Work order ▸ Range to reproduce from the entries below: the line with "mountain slope, each", the line with "of the shadowed", and every line in between. Give them exactly and give nothing else.

Data listing ▸

::::::::::

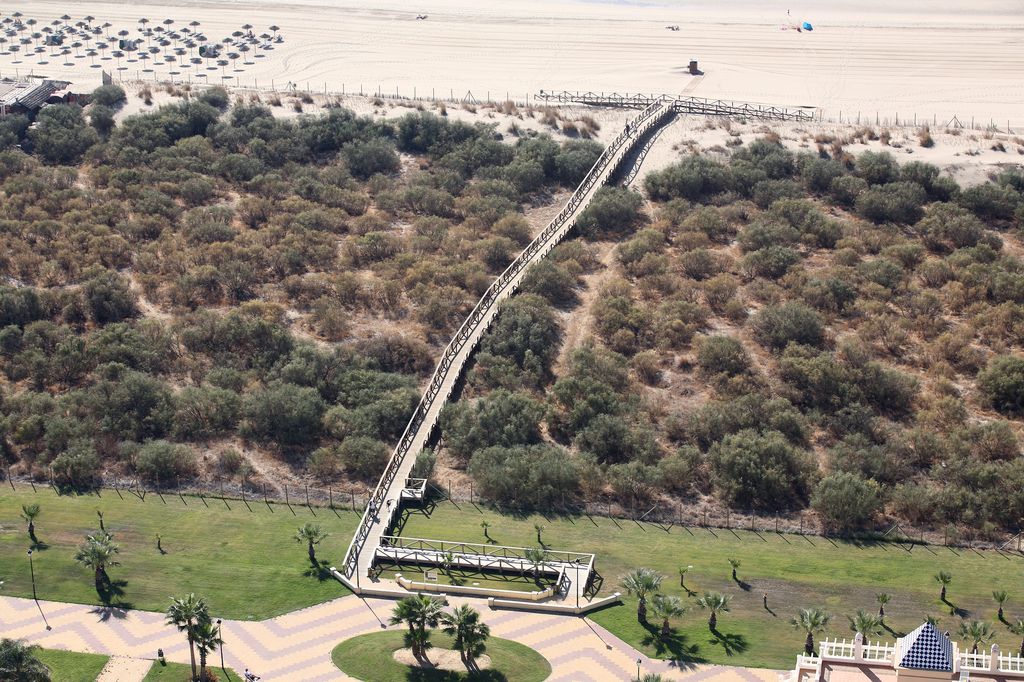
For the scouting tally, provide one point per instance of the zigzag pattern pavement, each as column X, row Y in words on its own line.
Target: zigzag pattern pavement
column 296, row 647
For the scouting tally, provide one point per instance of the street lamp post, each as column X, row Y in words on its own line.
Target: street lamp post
column 220, row 630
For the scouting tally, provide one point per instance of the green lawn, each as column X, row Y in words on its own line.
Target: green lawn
column 243, row 559
column 370, row 657
column 181, row 672
column 796, row 571
column 71, row 666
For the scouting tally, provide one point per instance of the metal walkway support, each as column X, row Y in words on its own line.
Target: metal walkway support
column 386, row 500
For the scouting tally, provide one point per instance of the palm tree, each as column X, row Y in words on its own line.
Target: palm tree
column 976, row 632
column 810, row 621
column 97, row 553
column 642, row 582
column 312, row 535
column 667, row 607
column 1000, row 598
column 1018, row 629
column 716, row 602
column 186, row 613
column 865, row 624
column 420, row 612
column 207, row 637
column 537, row 557
column 464, row 625
column 944, row 579
column 30, row 513
column 18, row 663
column 883, row 599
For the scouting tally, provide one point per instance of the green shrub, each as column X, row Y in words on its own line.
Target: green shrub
column 845, row 501
column 896, row 202
column 501, row 418
column 530, row 476
column 1003, row 383
column 364, row 458
column 60, row 134
column 612, row 211
column 693, row 178
column 761, row 470
column 163, row 463
column 777, row 326
column 722, row 354
column 771, row 262
column 284, row 414
column 847, row 188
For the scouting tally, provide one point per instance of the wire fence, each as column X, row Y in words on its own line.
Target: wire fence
column 498, row 96
column 666, row 514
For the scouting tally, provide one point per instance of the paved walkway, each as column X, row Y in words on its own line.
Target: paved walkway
column 124, row 669
column 297, row 646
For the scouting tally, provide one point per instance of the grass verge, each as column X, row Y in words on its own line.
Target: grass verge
column 370, row 657
column 242, row 557
column 796, row 571
column 72, row 666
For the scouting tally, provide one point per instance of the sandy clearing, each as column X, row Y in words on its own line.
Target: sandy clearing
column 940, row 57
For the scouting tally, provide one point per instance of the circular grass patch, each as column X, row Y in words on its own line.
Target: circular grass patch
column 371, row 657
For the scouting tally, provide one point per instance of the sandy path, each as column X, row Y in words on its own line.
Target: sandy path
column 124, row 669
column 940, row 57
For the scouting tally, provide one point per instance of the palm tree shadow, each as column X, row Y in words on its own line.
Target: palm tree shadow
column 674, row 645
column 731, row 643
column 111, row 592
column 956, row 610
column 322, row 571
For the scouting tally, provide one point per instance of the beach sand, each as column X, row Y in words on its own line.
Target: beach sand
column 933, row 59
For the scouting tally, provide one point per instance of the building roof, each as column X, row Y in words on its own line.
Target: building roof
column 925, row 648
column 30, row 94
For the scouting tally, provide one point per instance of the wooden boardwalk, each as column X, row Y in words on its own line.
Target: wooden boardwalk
column 386, row 500
column 680, row 104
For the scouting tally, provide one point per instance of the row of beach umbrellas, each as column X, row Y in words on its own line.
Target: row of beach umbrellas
column 146, row 47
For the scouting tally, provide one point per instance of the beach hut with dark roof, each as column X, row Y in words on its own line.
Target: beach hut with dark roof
column 925, row 653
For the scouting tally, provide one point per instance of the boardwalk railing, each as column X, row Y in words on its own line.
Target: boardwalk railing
column 450, row 363
column 681, row 104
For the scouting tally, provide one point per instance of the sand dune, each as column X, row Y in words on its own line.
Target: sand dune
column 934, row 58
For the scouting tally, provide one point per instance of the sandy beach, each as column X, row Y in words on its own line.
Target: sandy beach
column 933, row 59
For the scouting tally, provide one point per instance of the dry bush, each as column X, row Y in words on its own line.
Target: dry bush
column 550, row 117
column 925, row 137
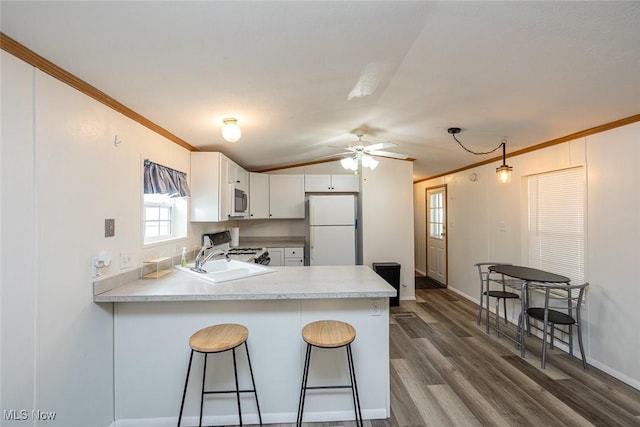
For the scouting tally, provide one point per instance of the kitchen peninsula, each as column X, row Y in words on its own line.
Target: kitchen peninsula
column 153, row 320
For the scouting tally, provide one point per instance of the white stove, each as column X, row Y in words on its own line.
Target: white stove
column 220, row 241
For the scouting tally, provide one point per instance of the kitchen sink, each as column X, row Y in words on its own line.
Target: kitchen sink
column 221, row 270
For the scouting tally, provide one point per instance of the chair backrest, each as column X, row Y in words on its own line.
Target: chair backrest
column 483, row 268
column 565, row 298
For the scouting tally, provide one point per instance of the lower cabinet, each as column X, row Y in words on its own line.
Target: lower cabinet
column 286, row 257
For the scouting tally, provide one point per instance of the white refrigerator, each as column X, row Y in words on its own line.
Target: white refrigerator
column 332, row 230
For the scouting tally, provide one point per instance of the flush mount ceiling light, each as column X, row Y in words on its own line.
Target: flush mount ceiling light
column 504, row 170
column 231, row 132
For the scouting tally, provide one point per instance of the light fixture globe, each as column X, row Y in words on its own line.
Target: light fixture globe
column 369, row 162
column 231, row 132
column 504, row 173
column 349, row 163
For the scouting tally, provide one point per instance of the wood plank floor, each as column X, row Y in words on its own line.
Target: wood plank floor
column 446, row 371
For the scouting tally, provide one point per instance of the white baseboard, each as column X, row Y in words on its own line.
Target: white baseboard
column 270, row 418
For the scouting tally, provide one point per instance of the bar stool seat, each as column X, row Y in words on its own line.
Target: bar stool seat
column 329, row 334
column 218, row 339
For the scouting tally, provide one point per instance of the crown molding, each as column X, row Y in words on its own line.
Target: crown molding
column 20, row 51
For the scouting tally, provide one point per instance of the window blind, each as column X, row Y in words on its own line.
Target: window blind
column 557, row 222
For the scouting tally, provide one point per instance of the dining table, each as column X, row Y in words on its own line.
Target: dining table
column 529, row 276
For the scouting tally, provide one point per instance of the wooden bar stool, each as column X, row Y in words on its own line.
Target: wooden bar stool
column 218, row 339
column 329, row 334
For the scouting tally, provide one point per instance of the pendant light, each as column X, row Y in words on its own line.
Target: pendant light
column 504, row 170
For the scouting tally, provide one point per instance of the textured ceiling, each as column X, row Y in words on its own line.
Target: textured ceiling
column 302, row 76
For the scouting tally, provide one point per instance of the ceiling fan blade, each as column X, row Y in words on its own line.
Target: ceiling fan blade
column 342, row 147
column 380, row 146
column 389, row 154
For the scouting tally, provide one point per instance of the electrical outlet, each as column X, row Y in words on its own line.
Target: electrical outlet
column 376, row 309
column 125, row 260
column 109, row 227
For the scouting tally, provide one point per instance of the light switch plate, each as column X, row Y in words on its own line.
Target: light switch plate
column 109, row 227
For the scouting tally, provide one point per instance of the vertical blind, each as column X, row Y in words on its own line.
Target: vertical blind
column 557, row 222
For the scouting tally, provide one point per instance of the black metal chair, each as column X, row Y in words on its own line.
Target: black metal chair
column 561, row 307
column 214, row 340
column 486, row 292
column 329, row 334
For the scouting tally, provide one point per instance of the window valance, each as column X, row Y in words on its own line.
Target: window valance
column 160, row 179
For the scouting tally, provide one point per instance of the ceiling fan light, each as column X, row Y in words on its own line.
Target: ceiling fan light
column 349, row 163
column 369, row 162
column 231, row 132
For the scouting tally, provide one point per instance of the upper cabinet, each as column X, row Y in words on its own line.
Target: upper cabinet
column 258, row 195
column 211, row 177
column 346, row 183
column 286, row 196
column 238, row 176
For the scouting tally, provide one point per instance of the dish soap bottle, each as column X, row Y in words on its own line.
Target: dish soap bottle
column 183, row 261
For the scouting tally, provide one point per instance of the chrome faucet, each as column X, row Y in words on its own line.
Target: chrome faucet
column 200, row 261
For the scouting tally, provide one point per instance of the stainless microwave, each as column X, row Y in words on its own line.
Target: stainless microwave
column 239, row 202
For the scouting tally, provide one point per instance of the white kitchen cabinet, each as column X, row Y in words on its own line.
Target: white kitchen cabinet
column 209, row 188
column 238, row 176
column 293, row 257
column 346, row 183
column 286, row 196
column 288, row 257
column 258, row 195
column 211, row 176
column 277, row 257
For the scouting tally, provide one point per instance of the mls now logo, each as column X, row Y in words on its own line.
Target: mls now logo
column 23, row 414
column 15, row 414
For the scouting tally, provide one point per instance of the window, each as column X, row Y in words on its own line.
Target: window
column 556, row 222
column 158, row 216
column 164, row 218
column 164, row 214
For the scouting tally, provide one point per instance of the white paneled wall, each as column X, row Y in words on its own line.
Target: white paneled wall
column 62, row 176
column 487, row 222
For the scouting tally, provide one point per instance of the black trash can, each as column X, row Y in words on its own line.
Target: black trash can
column 390, row 271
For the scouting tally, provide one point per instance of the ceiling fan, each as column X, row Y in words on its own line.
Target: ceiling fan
column 362, row 153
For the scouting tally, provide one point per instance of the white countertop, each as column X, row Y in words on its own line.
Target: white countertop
column 356, row 281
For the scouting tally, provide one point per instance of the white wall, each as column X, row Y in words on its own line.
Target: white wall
column 62, row 176
column 478, row 210
column 387, row 219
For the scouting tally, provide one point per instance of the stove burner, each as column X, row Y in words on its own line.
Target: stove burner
column 244, row 251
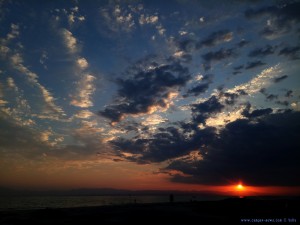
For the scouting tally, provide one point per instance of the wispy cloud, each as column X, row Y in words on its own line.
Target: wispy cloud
column 85, row 88
column 69, row 40
column 50, row 106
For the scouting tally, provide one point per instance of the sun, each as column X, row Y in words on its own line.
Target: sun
column 240, row 187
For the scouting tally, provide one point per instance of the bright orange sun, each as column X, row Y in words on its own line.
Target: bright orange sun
column 240, row 187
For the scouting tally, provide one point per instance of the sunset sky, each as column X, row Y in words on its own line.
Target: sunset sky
column 174, row 94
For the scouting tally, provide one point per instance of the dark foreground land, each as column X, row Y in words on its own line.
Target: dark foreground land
column 232, row 211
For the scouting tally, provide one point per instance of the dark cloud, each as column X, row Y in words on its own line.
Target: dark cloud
column 186, row 45
column 284, row 103
column 267, row 50
column 271, row 97
column 238, row 67
column 204, row 110
column 236, row 72
column 289, row 93
column 278, row 79
column 242, row 43
column 282, row 18
column 168, row 143
column 256, row 113
column 230, row 98
column 202, row 87
column 198, row 89
column 217, row 56
column 146, row 89
column 216, row 38
column 290, row 52
column 254, row 64
column 258, row 152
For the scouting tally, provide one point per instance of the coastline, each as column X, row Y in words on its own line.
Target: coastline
column 232, row 210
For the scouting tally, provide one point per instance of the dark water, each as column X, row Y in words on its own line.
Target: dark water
column 39, row 202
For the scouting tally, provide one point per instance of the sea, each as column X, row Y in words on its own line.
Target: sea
column 42, row 202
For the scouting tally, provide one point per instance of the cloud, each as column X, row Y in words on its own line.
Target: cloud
column 206, row 109
column 148, row 19
column 154, row 119
column 50, row 107
column 216, row 38
column 82, row 63
column 256, row 113
column 200, row 88
column 264, row 51
column 230, row 157
column 217, row 56
column 69, row 40
column 290, row 52
column 85, row 88
column 254, row 64
column 84, row 114
column 168, row 143
column 242, row 43
column 186, row 45
column 261, row 80
column 117, row 19
column 147, row 91
column 280, row 20
column 4, row 42
column 279, row 79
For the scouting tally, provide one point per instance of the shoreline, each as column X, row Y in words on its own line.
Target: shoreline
column 232, row 210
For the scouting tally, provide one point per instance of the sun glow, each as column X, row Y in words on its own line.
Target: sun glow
column 240, row 187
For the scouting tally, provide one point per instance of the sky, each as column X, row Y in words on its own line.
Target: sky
column 179, row 94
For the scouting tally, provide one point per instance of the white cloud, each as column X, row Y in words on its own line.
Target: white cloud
column 84, row 114
column 81, row 18
column 264, row 79
column 117, row 19
column 71, row 18
column 11, row 84
column 183, row 32
column 69, row 40
column 153, row 119
column 85, row 88
column 161, row 30
column 82, row 63
column 178, row 54
column 50, row 106
column 148, row 19
column 14, row 32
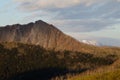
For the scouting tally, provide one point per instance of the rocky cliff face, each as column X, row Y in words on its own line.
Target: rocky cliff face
column 39, row 33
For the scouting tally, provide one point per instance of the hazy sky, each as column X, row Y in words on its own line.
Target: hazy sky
column 98, row 18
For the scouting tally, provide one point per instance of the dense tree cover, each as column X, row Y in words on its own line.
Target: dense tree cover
column 22, row 58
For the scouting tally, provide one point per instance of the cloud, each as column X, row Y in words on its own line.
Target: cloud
column 31, row 5
column 74, row 15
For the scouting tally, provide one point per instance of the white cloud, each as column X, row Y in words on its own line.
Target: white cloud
column 42, row 4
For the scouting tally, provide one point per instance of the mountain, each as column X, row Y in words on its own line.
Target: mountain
column 39, row 33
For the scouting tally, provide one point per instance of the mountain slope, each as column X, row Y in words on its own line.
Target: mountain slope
column 39, row 33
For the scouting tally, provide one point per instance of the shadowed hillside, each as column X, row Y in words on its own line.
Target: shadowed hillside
column 29, row 62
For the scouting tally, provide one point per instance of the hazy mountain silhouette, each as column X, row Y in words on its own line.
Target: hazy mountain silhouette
column 39, row 33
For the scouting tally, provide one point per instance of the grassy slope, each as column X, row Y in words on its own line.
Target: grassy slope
column 112, row 75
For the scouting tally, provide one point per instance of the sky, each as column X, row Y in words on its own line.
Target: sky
column 82, row 19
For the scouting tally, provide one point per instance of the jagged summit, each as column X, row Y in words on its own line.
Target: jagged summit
column 39, row 33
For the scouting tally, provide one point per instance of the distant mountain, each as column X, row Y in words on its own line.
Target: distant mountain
column 40, row 33
column 90, row 42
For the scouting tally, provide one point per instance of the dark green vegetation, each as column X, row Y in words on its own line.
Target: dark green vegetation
column 28, row 62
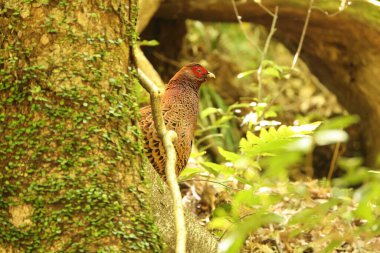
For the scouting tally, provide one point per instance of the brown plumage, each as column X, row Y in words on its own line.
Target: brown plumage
column 179, row 106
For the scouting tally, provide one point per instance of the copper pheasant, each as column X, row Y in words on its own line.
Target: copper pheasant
column 179, row 106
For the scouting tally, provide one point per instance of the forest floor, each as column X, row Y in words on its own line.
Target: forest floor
column 203, row 198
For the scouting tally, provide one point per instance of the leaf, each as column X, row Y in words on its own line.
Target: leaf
column 272, row 72
column 339, row 122
column 218, row 169
column 326, row 137
column 230, row 156
column 189, row 173
column 246, row 73
column 149, row 43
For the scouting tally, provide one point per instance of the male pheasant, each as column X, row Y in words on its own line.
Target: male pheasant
column 179, row 106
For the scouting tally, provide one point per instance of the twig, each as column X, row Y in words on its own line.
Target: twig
column 343, row 5
column 167, row 138
column 266, row 47
column 333, row 161
column 297, row 54
column 211, row 181
column 295, row 59
column 238, row 17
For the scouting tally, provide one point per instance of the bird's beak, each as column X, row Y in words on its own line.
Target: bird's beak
column 209, row 74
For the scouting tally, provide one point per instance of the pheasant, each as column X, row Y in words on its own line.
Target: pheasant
column 179, row 106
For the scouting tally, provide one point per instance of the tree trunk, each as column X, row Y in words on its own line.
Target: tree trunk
column 70, row 151
column 71, row 173
column 342, row 50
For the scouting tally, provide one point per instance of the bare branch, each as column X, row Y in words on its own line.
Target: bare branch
column 239, row 18
column 263, row 55
column 297, row 54
column 167, row 138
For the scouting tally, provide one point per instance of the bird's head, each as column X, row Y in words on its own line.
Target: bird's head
column 198, row 72
column 193, row 74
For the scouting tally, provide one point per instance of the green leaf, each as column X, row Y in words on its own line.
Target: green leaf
column 189, row 173
column 246, row 73
column 230, row 156
column 218, row 169
column 149, row 43
column 339, row 122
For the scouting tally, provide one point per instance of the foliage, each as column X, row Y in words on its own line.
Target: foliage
column 260, row 170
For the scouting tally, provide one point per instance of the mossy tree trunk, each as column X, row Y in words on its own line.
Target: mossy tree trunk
column 70, row 153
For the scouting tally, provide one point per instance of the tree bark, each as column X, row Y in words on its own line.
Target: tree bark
column 71, row 172
column 342, row 50
column 70, row 150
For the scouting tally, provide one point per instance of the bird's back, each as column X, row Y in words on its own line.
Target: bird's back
column 180, row 115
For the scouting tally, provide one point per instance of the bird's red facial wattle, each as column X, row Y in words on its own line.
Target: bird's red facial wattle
column 199, row 71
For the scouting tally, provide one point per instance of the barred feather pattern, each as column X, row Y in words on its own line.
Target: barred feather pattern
column 180, row 110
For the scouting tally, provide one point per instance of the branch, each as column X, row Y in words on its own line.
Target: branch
column 297, row 54
column 167, row 137
column 238, row 18
column 263, row 55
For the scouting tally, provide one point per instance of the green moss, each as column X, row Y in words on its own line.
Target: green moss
column 68, row 141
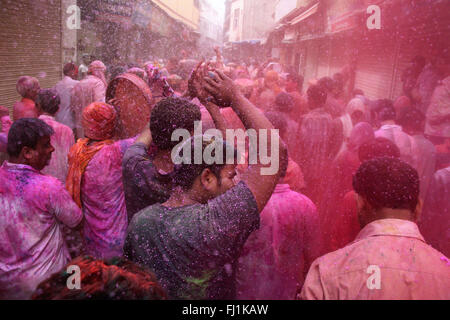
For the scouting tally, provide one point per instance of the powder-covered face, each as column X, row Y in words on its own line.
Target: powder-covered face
column 40, row 157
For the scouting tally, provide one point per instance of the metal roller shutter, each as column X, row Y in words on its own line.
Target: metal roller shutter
column 30, row 33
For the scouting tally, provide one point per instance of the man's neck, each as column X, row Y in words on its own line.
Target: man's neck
column 179, row 198
column 163, row 161
column 400, row 214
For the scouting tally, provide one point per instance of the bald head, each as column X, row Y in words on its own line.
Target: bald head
column 28, row 87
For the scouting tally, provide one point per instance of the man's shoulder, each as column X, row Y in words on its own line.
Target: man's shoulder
column 146, row 216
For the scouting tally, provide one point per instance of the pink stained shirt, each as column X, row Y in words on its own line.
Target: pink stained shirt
column 61, row 140
column 103, row 200
column 409, row 268
column 32, row 246
column 275, row 258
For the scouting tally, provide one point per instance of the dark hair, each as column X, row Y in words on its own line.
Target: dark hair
column 26, row 132
column 184, row 175
column 48, row 101
column 338, row 81
column 387, row 112
column 114, row 279
column 68, row 68
column 412, row 118
column 169, row 115
column 284, row 102
column 388, row 183
column 380, row 147
column 317, row 96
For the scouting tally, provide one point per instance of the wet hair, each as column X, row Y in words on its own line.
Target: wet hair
column 184, row 175
column 169, row 115
column 388, row 183
column 284, row 102
column 412, row 118
column 68, row 68
column 26, row 84
column 338, row 81
column 114, row 279
column 48, row 101
column 26, row 132
column 380, row 147
column 317, row 96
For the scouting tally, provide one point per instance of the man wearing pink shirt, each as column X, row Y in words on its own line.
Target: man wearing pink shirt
column 47, row 104
column 389, row 260
column 28, row 88
column 275, row 259
column 33, row 207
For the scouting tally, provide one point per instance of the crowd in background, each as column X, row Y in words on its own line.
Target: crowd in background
column 361, row 182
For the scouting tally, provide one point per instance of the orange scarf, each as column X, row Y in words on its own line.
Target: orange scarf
column 79, row 157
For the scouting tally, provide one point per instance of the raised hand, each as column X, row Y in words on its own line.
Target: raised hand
column 222, row 88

::::::::::

Answer for the task ▸
For the scouting tally, provide one point per instance of the mountain slope, each as column X, row Y in words on its own line.
Target: mountain slope
column 39, row 33
For the scouting tally, provide one point per instance of the shadowed hillside, each as column X, row Y in words on its own line.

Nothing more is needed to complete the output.